Written request: Give back the full material, exactly as it reads.

********************

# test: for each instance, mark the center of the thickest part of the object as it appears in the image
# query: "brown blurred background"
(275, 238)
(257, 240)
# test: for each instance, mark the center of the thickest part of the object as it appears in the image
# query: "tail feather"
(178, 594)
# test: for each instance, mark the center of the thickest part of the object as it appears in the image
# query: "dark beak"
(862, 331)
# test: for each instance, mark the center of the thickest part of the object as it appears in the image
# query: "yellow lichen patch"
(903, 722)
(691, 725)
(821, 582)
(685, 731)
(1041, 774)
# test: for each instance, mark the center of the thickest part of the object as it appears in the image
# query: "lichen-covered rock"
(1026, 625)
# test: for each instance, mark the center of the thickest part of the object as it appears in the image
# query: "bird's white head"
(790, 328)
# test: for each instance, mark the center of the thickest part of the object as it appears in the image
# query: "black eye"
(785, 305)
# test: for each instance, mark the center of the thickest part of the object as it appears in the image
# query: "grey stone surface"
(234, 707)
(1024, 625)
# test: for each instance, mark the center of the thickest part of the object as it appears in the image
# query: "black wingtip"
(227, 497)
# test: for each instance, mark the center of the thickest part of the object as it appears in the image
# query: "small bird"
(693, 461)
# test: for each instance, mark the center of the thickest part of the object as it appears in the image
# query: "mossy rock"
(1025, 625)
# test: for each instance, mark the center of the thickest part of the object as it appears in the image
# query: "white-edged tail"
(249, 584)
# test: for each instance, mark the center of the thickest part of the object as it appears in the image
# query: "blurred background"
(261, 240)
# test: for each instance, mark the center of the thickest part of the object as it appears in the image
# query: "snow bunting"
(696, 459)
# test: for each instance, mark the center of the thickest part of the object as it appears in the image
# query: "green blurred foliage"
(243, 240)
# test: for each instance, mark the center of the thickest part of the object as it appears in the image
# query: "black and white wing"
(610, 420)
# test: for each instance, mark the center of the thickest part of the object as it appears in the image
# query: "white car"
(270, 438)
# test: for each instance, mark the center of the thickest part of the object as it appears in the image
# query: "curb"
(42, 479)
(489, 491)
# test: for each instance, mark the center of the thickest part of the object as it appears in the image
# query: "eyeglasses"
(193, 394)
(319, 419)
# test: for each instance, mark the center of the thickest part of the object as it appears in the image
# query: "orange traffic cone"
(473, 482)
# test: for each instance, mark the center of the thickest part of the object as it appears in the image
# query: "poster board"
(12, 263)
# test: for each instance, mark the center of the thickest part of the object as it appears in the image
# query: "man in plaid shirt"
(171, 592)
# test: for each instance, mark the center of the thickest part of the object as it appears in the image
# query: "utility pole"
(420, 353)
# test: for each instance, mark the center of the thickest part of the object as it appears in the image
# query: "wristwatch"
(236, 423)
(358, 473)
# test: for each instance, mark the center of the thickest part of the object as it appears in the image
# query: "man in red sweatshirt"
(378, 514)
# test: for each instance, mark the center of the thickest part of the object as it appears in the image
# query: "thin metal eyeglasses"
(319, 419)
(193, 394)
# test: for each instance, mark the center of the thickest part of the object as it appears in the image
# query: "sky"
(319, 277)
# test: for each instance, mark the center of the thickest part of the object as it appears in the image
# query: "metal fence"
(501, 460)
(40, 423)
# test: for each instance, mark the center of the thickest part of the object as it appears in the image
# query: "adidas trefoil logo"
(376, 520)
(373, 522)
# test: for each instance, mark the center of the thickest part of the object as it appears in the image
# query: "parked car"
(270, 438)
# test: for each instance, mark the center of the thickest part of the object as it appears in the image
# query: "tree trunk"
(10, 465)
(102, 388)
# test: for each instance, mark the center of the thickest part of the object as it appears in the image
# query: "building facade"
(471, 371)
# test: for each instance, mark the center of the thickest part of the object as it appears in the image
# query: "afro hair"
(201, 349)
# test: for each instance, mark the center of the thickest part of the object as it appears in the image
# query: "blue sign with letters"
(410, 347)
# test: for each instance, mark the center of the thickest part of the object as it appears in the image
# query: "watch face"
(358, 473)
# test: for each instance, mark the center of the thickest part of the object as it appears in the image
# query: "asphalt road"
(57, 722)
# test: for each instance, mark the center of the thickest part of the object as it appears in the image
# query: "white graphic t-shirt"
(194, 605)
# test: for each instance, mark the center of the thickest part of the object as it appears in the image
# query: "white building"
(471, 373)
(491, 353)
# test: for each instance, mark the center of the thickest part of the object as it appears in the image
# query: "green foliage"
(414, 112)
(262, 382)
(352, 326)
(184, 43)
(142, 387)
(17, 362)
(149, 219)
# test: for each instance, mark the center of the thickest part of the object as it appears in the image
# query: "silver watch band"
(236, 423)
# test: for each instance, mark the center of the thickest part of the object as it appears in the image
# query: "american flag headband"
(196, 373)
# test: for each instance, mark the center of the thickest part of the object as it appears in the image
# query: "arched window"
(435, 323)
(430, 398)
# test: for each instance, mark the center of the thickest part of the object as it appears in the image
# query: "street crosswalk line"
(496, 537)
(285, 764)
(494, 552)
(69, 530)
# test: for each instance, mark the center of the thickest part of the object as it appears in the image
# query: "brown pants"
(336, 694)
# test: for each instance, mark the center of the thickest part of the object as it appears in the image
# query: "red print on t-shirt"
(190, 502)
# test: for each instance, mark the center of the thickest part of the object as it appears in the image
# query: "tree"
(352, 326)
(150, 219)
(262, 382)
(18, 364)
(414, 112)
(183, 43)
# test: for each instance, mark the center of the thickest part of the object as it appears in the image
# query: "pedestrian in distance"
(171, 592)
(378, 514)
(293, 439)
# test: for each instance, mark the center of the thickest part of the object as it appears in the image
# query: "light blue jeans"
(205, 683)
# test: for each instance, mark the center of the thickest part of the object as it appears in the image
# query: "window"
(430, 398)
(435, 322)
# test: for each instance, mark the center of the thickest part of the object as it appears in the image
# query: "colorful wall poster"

********************

Solution below:
# test: for each instance, mark the center of the thickest part of the object as it appears in the image
# query: "brown blurred background"
(275, 238)
(257, 240)
# test: for each instance, mark the center of the thickest part of the object as it appears in the image
# query: "tail feather"
(178, 594)
# test: for each instance, mark the center of the thickest part of the object as it appears in the image
# query: "dark beak"
(862, 331)
# test: for each instance, mark the center of the thickest part of the object as it appears in the image
# query: "yellow lichen patch"
(903, 722)
(691, 725)
(821, 582)
(685, 731)
(1041, 774)
# test: for each instance, mark the center of the thickest part of the object as it appears in the image
# query: "lichen-covered rock"
(1026, 625)
# test: for each instance, mark the center of the thickest part of the object as it appears in the image
# query: "bird's white head"
(790, 328)
# test: for each instance, mark the center of the thickest part of the object as it appears in the image
# query: "black eye"
(785, 305)
# test: for each instance, mark the center of the thickest part of the object as it appears in the image
# query: "grey stone surface"
(234, 707)
(1024, 625)
# test: for each instance, mark the center of the thickest part of the object as it appears in the image
# query: "black wingtip"
(227, 497)
# test: for each instance, mark the center of the thickest part of the object as it appears in the image
# query: "small bird"
(693, 461)
# test: for each instance, mark the center of the thickest part of the object as it appears in the image
# query: "mossy rock"
(1025, 625)
# test: for each instance, mark the center of the thickest part of the object as it appears in the image
# query: "white-edged tail"
(249, 584)
# test: for each instance, mark the center of the thickest part of the object as it appears in the image
# query: "blurred background"
(261, 240)
# test: for each instance, mark the center of the thickest part of the object as it appears in the image
# query: "snow bunting"
(696, 459)
# test: for each instance, mark the center of the thickest part of the object as it appears in the image
# query: "green blurred foliage"
(243, 240)
# test: for each instance, mark the center of the thickest part of the object as it appears in the image
# query: "black and white wing"
(610, 420)
# test: for each instance, mark the center of the thickest part of the object as it appears in the image
# query: "white car"
(270, 438)
# test: for each instance, mark the center of the thickest part of the object as it appears in the image
# query: "curb"
(42, 479)
(489, 491)
# test: for each instance, mark the center of the thickest part of the object as it appears in the image
# query: "eyeglasses"
(193, 394)
(319, 419)
# test: for each instance, mark the center of the thickest part of the object as it appears in the image
# query: "orange traffic cone"
(473, 482)
# test: for each instance, mark the center of the thickest part of the object as it appears in the image
# query: "poster board"
(12, 263)
# test: for each instance, mark the center of the thickest part of the object as it appears in the image
# query: "man in plaid shirt"
(171, 592)
# test: for each instance, mark the center of the thickest part of the object as it appears in the image
# query: "utility pole"
(420, 353)
# test: for each instance, mark the center of the thickest part of the object as it appears in the image
# query: "wristwatch"
(236, 423)
(358, 473)
# test: for each instance, mark the center of the thickest part of the object as it appears in the image
# query: "man in red sweatshirt"
(378, 514)
# test: for each instance, mark the center of the thickest part of the object as it appears in the image
# query: "thin metal eyeglasses"
(319, 419)
(193, 394)
# test: for each instance, mark the center of the thickest part of the object as it appears in the image
# query: "sky"
(319, 277)
# test: for each instance, mark the center of the thickest part of the object as it appears in the image
# query: "metal fence"
(501, 460)
(40, 423)
# test: for each instance, mark the center of the thickest part of the object as it appears in the image
# query: "adidas trefoil logo"
(376, 520)
(373, 522)
# test: for each instance, mark the center of the thickest part of the object as it appears in the image
# query: "parked car"
(270, 438)
# test: for each instance, mark the center of the thickest part of the object as it appears in the image
# query: "tree trunk"
(10, 465)
(102, 388)
# test: for each instance, mark the center of the thickest part of the object as it appears in the image
# query: "building facade"
(471, 371)
# test: for each instance, mark the center of the thickest part of the object as it appears in the image
# query: "afro hair"
(201, 349)
# test: for each instance, mark the center of the thickest part of the object as it appears in the image
# query: "blue sign with letters"
(410, 347)
# test: for each instance, mark the center of the thickest part of the object as it appears in the image
# query: "watch face"
(358, 473)
# test: for each instance, mark the center of the thickest part of the object as it appears in the image
# query: "asphalt road"
(57, 722)
# test: for each instance, mark the center of the thickest part of the object as it appears in the image
# query: "white graphic t-shirt"
(194, 605)
# test: for each instance, mark the center of the thickest part of the object as it appears in the image
# query: "white building"
(471, 373)
(491, 353)
# test: for each instance, mark the center of the thickest part of the object as it appears in the image
# query: "green foliage"
(414, 112)
(262, 382)
(352, 326)
(184, 43)
(142, 387)
(17, 362)
(149, 219)
# test: for each instance, mark the center of the thickest part of the object as it appears in the image
# query: "silver watch band"
(236, 423)
# test: for each instance, mark the center of the thickest part of the object as it appears in the image
# query: "american flag headband"
(196, 373)
# test: for each instance, mark the center of the thickest part of the object as it appears in the image
# query: "arched window"
(435, 323)
(430, 398)
# test: for each instance, mark the center of the thickest part of the object as it appears in the image
# query: "street crosswalk line"
(496, 537)
(285, 764)
(494, 552)
(69, 530)
# test: for each instance, mark the center of the thickest part of the object as it appears in the image
# query: "brown pants"
(336, 694)
# test: for each instance, mark the center of the thickest part of the object as it appears in the image
# query: "red print on t-shirt"
(190, 502)
# test: for each instance, mark the center of the thickest part of the object as it appears in the image
# query: "tree"
(352, 326)
(150, 219)
(262, 382)
(18, 364)
(414, 112)
(183, 43)
# test: for each instance, mark the center of the thickest part of the object as it appears in the image
# query: "pedestrian in distance"
(171, 592)
(378, 514)
(293, 439)
# test: for each instance, mark the center of the thickest part of the object as it appears in the image
# query: "light blue jeans"
(205, 683)
# test: for each instance, mark the center of the thickest part of the object as it appears in the image
# query: "window"
(430, 398)
(435, 322)
# test: for each instance, mark the center of the thickest part of the object as it appears in the image
# query: "colorful wall poster"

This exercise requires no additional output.